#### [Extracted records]
::::::
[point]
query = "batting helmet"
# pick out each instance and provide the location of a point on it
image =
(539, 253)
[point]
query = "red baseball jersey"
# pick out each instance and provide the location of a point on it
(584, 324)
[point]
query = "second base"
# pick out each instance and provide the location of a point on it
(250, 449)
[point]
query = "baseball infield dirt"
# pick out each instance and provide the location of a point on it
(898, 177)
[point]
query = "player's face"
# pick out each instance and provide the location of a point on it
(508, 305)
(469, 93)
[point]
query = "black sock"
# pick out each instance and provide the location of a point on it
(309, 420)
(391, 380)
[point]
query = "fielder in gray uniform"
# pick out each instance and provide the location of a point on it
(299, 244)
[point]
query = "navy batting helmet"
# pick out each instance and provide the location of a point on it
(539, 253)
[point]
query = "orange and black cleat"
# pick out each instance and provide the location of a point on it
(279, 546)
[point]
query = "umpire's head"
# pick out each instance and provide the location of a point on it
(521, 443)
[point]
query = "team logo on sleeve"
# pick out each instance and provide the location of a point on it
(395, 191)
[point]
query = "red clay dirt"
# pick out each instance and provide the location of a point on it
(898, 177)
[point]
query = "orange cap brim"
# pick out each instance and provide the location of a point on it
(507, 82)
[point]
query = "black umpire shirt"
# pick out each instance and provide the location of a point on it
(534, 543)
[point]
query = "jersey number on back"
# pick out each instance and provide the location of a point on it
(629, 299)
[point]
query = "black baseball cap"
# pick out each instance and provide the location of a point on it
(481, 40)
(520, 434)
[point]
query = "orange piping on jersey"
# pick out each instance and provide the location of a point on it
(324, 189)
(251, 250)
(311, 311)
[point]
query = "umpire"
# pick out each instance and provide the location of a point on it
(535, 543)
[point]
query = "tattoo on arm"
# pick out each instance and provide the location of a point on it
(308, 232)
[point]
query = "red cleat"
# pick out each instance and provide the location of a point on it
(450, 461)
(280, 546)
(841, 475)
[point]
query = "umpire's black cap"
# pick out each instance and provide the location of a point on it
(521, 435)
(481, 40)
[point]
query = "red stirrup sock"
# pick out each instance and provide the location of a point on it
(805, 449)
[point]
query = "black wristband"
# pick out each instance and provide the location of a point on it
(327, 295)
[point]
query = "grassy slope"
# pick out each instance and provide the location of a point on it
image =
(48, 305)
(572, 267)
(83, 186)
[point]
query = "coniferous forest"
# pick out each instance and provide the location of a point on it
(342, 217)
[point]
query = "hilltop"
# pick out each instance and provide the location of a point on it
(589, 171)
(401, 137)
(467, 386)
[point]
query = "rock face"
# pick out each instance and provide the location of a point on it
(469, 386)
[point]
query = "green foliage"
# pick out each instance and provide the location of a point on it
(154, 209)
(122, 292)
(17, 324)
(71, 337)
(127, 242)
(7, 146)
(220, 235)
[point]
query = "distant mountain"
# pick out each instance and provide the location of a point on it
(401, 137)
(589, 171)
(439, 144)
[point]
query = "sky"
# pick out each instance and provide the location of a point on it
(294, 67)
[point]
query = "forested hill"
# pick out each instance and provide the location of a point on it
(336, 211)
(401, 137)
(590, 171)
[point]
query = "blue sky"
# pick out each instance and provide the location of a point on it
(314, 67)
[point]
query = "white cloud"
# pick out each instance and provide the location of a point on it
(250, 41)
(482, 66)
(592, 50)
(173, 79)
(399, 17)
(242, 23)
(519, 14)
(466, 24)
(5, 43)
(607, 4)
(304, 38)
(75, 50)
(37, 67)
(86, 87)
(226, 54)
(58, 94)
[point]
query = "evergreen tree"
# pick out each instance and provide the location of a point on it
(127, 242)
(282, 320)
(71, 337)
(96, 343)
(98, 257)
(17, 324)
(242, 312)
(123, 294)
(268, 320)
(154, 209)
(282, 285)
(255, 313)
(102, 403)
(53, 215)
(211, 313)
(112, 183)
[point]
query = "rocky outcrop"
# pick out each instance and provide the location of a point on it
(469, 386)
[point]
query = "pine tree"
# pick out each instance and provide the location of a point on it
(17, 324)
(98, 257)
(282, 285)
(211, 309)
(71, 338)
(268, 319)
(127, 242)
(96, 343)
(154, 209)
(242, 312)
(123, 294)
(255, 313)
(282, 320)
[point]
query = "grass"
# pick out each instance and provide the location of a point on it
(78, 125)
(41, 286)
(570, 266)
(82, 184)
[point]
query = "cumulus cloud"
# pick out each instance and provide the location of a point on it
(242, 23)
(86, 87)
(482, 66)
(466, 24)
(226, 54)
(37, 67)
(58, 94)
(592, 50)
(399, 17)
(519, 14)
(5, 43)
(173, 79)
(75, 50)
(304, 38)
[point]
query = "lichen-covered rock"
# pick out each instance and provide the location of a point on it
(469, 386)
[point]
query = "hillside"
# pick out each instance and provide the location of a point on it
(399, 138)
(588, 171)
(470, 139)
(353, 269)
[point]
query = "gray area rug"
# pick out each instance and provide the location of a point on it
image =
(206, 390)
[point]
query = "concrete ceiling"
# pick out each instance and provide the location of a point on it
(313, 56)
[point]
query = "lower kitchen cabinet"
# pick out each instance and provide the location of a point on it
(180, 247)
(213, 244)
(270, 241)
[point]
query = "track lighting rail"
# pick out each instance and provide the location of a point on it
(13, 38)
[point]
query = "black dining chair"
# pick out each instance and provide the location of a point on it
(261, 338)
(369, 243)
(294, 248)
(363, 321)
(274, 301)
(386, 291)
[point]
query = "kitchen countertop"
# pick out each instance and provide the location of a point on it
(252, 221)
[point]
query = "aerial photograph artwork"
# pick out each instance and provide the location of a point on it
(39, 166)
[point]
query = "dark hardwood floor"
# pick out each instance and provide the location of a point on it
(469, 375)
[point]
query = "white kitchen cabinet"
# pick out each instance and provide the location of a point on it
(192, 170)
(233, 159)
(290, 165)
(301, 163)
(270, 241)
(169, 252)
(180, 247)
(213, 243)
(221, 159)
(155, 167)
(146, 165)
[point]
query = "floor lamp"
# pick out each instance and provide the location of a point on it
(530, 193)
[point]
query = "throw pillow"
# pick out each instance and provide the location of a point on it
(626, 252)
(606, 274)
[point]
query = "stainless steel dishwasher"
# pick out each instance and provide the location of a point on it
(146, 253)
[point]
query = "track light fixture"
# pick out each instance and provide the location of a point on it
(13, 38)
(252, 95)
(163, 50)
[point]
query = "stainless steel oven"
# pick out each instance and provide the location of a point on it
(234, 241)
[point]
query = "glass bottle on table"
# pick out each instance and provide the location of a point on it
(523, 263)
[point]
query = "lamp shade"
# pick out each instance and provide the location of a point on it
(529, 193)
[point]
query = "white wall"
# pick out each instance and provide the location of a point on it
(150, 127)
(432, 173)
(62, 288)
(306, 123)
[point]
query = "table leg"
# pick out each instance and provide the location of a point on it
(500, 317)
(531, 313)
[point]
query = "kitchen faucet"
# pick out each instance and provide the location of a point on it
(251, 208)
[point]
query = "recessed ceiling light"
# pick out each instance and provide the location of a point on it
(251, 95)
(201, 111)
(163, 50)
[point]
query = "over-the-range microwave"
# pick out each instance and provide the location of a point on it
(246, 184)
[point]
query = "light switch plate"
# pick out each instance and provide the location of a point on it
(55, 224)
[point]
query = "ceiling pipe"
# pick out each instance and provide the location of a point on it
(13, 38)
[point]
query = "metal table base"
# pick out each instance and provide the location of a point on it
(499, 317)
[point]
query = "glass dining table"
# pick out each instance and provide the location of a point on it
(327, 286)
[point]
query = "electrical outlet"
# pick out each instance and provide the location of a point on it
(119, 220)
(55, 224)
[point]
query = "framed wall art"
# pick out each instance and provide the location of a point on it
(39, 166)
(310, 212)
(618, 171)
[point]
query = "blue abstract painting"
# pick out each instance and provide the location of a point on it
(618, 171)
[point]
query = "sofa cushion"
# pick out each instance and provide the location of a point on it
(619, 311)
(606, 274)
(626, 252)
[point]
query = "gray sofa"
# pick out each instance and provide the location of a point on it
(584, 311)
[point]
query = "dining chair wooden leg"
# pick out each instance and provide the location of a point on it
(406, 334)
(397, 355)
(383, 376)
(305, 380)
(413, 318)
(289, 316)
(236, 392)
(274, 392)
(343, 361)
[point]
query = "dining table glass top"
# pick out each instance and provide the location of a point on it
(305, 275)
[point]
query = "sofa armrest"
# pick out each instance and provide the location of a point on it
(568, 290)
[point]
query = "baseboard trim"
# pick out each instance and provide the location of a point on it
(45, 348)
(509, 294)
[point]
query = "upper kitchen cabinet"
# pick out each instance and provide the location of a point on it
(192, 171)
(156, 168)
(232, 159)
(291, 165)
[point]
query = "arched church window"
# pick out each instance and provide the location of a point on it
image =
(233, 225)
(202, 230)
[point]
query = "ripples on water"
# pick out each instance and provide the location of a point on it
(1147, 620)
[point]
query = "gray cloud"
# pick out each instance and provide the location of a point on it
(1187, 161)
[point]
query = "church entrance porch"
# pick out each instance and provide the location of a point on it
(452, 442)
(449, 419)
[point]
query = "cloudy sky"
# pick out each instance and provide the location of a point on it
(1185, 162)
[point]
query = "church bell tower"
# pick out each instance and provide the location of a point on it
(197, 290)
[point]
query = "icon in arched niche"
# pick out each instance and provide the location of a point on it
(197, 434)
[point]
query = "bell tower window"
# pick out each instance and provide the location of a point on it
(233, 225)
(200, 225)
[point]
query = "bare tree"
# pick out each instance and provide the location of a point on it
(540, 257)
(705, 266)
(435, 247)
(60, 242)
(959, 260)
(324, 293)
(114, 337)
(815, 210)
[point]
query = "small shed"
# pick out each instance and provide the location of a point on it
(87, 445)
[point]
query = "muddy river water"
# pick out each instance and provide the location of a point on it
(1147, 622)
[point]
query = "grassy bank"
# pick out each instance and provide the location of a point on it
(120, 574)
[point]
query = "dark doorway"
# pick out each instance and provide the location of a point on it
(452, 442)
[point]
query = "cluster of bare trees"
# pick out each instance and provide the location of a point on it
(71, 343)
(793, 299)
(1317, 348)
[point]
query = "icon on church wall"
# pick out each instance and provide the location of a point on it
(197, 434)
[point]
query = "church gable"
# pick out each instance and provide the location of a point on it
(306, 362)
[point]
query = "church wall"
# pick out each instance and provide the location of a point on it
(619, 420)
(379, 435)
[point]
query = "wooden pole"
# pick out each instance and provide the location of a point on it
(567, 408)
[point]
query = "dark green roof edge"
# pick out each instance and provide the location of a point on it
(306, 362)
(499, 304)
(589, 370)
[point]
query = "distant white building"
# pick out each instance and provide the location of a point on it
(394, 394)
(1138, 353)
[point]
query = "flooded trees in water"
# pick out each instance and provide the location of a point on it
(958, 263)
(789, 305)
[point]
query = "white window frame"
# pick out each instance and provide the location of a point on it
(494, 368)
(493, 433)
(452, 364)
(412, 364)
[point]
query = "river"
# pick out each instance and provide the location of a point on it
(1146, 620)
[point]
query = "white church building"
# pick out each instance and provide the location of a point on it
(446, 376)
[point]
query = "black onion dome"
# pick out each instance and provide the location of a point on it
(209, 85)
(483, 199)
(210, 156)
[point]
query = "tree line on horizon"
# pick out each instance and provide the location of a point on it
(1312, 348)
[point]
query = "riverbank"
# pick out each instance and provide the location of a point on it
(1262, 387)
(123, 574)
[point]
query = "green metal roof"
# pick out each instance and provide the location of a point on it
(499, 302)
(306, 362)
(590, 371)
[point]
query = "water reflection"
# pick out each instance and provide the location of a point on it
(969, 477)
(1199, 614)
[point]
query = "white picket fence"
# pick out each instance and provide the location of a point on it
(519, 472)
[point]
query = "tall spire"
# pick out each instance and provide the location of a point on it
::::::
#### [WHAT TO PRODUCE]
Using the records given above, list every line that includes the word "black".

#### [OUTPUT BELOW]
query = "black sock"
query = "orange and black cleat"
query = "black umpire shirt"
query = "black baseball cap"
query = "umpire's black cap"
query = "black wristband"
query = "black dining chair"
query = "black onion dome"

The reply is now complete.